For the testing set of the optimal model (NGBoost), the better percentage mean (better%) of the prediction error (based on projects with a lower error percentage) of the NGBoost compared to two KNN and ES1 single models, as well as the total mean absolute percentage error (MAPE) and mean lags (MeLa) (indicating model stability) were 100, 83.33, 5.62 and 3.17%, respectively. Notably, the total MAPE and MeLa for the NGBoost model testing set, which had ten EVM-based input variables, were 6.74 and 5.20%, respectively. The ensemble artificial intelligence (AI) models exhibited a much lower MAPE than ES1. Additionally, ES1 was less stable in prediction than NGBoost. The possibility of excessive and unusual MAPE and MeLa values occurred only in the two single models. However, on some data sets, ES1 outperformed AI models. NGBoost also outperformed other models, especially single models for most developing countries, and was more accurate than previously presented optimized models. In addition, sensitivity analysis was conducted on the NGBoost predicted outputs of 30 projects using the SHapley Additive exPlanations (SHAP) method. All variables demonstrated an effect on ETC(t)/PD. The results revealed that the most influential input variables in order of importance were actual time (AT) to PD, regulatory quality (RQ), earned duration (ED) to PD, schedule cost index (SCI), planned complete percentage, rule of law (RL), actual complete percentage (ACP) and ETC(t) of the ES optimal equation to PD. The probabilistic hybrid model was selected based on the outputs predicted by the NGBoost and XGBoost models and the MAPE values from three AI models. The 95% prediction interval of the NGBoost–XGBoost model revealed that 96.10 and 98.60% of the actual output values of the testing and training sets are within this interval, respectively.

Required action: Reproduce the NGBoost forecasting passage word for word, from start to finish. These rows come from a separate source, not from the NGBoost forecasting passage.

[Rows taken from a dataset]
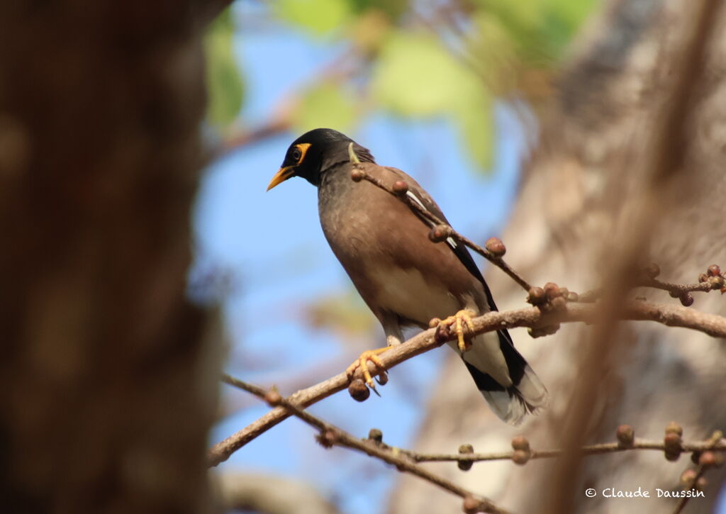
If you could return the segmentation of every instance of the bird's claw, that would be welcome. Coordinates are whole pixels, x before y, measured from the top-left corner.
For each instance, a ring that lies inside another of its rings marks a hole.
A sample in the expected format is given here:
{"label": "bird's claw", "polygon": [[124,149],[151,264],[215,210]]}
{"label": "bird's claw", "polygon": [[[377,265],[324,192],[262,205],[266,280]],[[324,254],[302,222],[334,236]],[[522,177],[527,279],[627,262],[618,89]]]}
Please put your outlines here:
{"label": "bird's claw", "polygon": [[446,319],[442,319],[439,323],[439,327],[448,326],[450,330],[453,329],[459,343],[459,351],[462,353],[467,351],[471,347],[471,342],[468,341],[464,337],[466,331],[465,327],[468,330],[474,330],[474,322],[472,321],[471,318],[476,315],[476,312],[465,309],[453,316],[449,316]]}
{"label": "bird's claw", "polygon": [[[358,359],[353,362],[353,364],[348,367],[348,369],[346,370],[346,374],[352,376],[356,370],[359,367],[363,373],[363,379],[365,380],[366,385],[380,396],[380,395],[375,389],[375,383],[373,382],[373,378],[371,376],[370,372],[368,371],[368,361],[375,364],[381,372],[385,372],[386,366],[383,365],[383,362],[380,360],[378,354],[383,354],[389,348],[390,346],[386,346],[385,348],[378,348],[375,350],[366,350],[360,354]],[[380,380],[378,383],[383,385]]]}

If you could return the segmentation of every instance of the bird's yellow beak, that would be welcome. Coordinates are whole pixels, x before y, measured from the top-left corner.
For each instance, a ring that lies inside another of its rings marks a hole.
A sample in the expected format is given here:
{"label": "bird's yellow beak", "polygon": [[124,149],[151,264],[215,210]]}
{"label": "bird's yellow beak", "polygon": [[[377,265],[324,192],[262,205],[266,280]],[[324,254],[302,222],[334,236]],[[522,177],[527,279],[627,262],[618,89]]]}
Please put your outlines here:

Solution to the exercise:
For the testing set of the optimal model (NGBoost), the better percentage mean (better%) of the prediction error (based on projects with a lower error percentage) of the NGBoost compared to two KNN and ES1 single models, as well as the total mean absolute percentage error (MAPE) and mean lags (MeLa) (indicating model stability) were 100, 83.33, 5.62 and 3.17%, respectively. Notably, the total MAPE and MeLa for the NGBoost model testing set, which had ten EVM-based input variables, were 6.74 and 5.20%, respectively. The ensemble artificial intelligence (AI) models exhibited a much lower MAPE than ES1. Additionally, ES1 was less stable in prediction than NGBoost. The possibility of excessive and unusual MAPE and MeLa values occurred only in the two single models. However, on some data sets, ES1 outperformed AI models. NGBoost also outperformed other models, especially single models for most developing countries, and was more accurate than previously presented optimized models. In addition, sensitivity analysis was conducted on the NGBoost predicted outputs of 30 projects using the SHapley Additive exPlanations (SHAP) method. All variables demonstrated an effect on ETC(t)/PD. The results revealed that the most influential input variables in order of importance were actual time (AT) to PD, regulatory quality (RQ), earned duration (ED) to PD, schedule cost index (SCI), planned complete percentage, rule of law (RL), actual complete percentage (ACP) and ETC(t) of the ES optimal equation to PD. The probabilistic hybrid model was selected based on the outputs predicted by the NGBoost and XGBoost models and the MAPE values from three AI models. The 95% prediction interval of the NGBoost–XGBoost model revealed that 96.10 and 98.60% of the actual output values of the testing and training sets are within this interval, respectively.